SUPPLIED DATA |
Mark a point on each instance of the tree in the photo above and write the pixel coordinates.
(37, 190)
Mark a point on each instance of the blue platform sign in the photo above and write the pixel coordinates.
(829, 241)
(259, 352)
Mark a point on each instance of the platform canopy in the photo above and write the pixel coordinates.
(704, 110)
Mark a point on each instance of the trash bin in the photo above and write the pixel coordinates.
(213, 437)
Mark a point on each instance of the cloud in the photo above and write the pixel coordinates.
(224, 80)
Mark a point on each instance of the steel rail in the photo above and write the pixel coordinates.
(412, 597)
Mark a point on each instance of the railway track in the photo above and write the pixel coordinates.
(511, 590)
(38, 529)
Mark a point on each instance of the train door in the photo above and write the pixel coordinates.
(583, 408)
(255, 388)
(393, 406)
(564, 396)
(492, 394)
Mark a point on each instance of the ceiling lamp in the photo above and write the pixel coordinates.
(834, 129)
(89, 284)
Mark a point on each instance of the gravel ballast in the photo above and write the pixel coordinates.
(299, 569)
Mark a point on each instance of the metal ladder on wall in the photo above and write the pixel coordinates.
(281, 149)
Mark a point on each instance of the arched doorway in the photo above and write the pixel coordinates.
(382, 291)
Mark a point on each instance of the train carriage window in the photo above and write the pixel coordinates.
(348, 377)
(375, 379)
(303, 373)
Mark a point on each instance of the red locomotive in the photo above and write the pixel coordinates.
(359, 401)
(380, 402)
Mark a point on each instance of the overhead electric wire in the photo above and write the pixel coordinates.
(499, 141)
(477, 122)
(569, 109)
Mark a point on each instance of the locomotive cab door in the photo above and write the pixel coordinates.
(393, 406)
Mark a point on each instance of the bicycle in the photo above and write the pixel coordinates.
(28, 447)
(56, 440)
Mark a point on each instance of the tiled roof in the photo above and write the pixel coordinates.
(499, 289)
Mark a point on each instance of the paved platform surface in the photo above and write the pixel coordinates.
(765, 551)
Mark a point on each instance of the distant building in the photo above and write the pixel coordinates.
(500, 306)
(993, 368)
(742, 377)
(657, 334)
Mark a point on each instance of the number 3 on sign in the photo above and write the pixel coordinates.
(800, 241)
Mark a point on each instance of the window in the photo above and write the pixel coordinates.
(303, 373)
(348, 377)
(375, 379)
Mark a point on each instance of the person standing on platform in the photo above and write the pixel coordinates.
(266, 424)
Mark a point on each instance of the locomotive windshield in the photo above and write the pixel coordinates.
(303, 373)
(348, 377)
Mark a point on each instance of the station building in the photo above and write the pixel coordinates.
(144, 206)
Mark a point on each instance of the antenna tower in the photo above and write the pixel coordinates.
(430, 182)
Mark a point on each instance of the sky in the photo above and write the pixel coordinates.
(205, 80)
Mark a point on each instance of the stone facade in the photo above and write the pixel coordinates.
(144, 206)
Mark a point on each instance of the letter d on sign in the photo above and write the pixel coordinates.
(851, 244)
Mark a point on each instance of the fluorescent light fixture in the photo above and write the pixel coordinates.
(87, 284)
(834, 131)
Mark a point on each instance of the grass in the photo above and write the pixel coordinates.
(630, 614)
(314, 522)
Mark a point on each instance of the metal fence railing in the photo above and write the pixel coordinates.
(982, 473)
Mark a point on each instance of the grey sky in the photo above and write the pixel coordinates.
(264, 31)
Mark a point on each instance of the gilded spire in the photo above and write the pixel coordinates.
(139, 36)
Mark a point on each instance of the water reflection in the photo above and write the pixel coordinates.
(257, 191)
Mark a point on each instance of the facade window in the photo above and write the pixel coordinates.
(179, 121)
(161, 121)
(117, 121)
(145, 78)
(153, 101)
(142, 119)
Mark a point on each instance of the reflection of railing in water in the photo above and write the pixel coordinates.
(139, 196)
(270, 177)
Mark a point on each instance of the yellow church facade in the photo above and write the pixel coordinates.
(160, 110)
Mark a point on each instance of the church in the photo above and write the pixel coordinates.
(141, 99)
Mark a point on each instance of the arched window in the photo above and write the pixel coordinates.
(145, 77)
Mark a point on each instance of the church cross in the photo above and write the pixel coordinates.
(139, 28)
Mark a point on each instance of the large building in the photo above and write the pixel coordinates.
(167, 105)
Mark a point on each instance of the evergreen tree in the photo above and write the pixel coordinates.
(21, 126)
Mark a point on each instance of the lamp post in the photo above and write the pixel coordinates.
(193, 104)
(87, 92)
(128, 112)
--
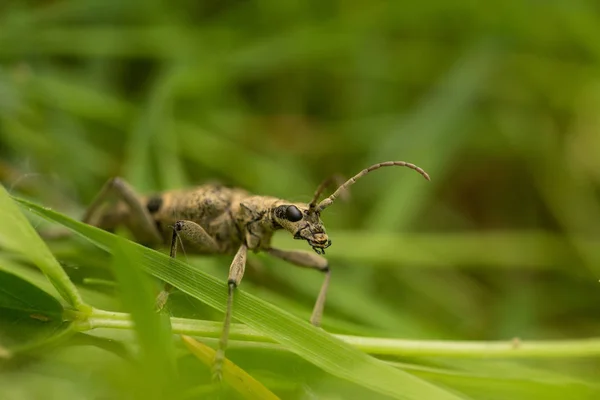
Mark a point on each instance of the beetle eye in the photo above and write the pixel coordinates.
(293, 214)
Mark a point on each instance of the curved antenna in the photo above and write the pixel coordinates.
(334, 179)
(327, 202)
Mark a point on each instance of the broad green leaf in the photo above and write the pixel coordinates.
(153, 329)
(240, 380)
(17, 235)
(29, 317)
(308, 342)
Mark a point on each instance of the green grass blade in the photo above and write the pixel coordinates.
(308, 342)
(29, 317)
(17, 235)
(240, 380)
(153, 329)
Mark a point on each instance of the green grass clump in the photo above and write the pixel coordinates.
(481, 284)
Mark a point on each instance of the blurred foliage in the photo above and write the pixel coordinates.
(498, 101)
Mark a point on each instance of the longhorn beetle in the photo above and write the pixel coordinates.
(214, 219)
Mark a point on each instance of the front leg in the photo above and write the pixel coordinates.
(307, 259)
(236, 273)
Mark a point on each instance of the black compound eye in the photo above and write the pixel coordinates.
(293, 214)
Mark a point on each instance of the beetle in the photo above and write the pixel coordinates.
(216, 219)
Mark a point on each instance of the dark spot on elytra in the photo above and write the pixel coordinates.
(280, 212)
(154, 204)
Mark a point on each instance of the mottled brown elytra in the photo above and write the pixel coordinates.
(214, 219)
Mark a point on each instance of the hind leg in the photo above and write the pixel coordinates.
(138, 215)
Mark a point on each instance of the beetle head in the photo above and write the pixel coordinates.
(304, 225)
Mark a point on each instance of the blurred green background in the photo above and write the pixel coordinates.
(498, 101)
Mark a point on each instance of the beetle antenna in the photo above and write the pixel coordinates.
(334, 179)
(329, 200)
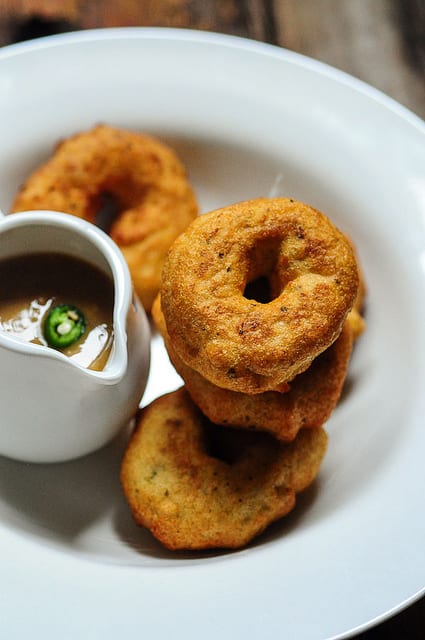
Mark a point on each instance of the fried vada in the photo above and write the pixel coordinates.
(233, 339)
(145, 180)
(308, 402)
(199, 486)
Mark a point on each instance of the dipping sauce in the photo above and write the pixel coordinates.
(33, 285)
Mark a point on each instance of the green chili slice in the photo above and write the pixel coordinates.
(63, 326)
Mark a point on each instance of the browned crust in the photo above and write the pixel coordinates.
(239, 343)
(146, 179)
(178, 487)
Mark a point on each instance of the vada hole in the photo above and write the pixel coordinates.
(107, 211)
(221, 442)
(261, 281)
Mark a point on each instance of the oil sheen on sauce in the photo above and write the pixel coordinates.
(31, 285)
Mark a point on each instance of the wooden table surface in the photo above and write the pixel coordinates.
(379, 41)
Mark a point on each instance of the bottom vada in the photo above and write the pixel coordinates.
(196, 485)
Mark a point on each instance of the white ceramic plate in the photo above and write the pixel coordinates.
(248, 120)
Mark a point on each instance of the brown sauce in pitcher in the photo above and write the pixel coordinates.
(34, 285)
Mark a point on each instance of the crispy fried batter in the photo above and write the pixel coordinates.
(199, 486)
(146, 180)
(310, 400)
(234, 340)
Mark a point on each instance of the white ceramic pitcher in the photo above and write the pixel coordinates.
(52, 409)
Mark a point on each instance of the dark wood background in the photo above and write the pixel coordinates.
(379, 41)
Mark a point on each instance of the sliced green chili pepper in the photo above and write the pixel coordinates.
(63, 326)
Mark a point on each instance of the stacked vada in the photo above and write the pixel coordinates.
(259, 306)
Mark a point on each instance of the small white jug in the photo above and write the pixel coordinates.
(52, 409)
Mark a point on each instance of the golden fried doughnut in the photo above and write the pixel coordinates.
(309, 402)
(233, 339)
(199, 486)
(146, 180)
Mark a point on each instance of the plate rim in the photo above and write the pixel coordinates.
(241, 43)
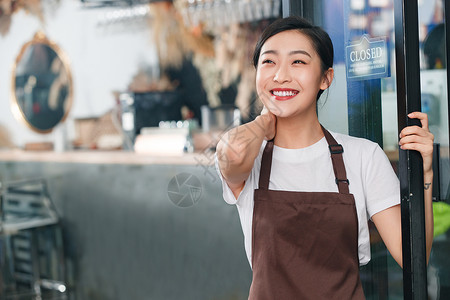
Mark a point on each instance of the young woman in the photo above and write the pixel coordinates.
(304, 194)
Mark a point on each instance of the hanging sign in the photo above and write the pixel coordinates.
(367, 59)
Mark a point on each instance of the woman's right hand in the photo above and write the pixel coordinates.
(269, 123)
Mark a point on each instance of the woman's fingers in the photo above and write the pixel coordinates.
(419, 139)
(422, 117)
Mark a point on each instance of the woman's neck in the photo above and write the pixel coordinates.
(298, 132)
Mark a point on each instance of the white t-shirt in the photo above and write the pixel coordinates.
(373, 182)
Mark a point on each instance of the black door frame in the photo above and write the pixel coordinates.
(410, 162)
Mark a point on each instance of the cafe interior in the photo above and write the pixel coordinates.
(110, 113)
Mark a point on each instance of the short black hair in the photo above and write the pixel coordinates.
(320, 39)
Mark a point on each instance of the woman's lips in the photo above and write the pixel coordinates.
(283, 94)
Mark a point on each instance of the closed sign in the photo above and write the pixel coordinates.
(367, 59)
---
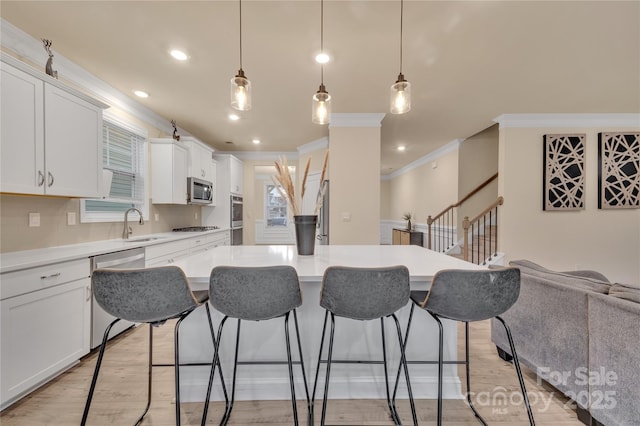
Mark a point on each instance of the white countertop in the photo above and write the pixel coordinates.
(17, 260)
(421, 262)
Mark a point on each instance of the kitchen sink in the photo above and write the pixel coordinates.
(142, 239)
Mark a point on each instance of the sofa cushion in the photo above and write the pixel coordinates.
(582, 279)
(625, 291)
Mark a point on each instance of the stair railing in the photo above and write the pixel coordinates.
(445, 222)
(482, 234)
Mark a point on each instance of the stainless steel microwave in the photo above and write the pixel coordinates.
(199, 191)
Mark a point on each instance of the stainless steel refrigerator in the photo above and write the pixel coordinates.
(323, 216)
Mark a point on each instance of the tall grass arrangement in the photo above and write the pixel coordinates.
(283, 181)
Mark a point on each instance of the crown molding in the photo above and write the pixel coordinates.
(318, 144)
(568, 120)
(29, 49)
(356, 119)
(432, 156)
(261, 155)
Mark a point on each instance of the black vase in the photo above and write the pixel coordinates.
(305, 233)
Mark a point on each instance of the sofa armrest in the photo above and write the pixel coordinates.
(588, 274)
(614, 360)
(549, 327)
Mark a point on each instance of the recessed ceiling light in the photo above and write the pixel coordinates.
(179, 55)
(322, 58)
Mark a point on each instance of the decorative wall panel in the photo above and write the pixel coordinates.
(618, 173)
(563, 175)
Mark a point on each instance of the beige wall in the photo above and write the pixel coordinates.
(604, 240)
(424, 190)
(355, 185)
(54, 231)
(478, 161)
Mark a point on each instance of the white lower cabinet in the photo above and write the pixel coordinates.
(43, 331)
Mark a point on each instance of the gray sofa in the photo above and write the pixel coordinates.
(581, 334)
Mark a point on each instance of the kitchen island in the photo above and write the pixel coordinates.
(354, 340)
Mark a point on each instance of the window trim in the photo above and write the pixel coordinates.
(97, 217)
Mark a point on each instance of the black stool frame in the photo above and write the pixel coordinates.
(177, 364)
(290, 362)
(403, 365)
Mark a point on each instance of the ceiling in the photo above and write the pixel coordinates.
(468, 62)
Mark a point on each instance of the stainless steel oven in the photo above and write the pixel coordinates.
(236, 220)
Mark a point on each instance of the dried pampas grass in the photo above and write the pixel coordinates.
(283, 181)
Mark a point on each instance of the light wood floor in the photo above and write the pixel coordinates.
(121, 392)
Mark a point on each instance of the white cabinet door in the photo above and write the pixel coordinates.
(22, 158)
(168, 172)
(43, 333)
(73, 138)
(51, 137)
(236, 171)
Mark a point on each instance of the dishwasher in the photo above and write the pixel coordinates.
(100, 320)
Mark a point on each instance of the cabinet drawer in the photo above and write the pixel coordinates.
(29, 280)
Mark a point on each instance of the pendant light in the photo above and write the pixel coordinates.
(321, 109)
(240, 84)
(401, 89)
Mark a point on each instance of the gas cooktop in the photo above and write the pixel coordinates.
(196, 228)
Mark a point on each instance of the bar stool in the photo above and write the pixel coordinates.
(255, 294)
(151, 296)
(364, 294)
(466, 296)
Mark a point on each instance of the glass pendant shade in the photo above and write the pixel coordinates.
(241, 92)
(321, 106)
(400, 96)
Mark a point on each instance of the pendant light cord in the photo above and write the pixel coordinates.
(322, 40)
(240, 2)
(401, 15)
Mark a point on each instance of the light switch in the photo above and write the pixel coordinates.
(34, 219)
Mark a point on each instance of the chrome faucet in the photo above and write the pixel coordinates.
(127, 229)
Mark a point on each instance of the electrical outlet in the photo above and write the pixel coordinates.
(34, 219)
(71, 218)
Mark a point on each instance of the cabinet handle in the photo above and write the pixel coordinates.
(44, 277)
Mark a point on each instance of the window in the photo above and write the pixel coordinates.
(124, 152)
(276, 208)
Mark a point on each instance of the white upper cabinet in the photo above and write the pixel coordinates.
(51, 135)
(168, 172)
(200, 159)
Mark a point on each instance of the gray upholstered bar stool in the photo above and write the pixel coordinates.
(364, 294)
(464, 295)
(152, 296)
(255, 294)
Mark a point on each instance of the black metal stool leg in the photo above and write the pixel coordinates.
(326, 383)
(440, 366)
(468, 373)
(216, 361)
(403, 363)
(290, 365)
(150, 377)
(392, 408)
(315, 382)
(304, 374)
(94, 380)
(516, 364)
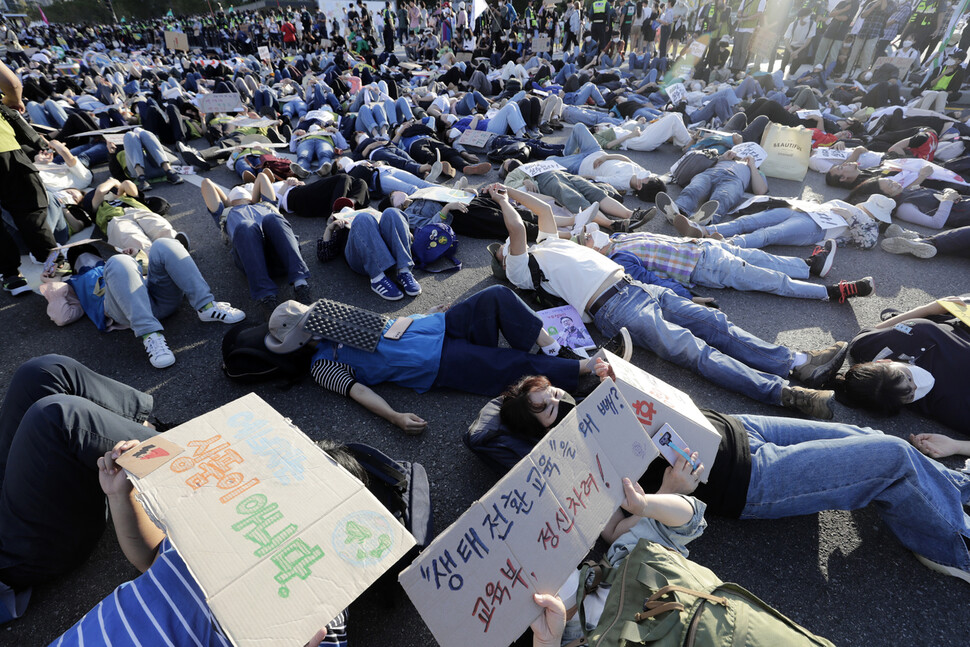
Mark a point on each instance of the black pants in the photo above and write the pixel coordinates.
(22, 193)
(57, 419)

TASK DETAILS | Please find each line above that contains the word "plate" and copy those lines out in full, treating uppercase and lowercase as different.

REPLY TO THE TASK |
Mark a point on each instance of the white ceramic plate in the photo above and write the pixel coordinates.
Mark a point on each instance of the plate rim in the photo above and write the pixel coordinates.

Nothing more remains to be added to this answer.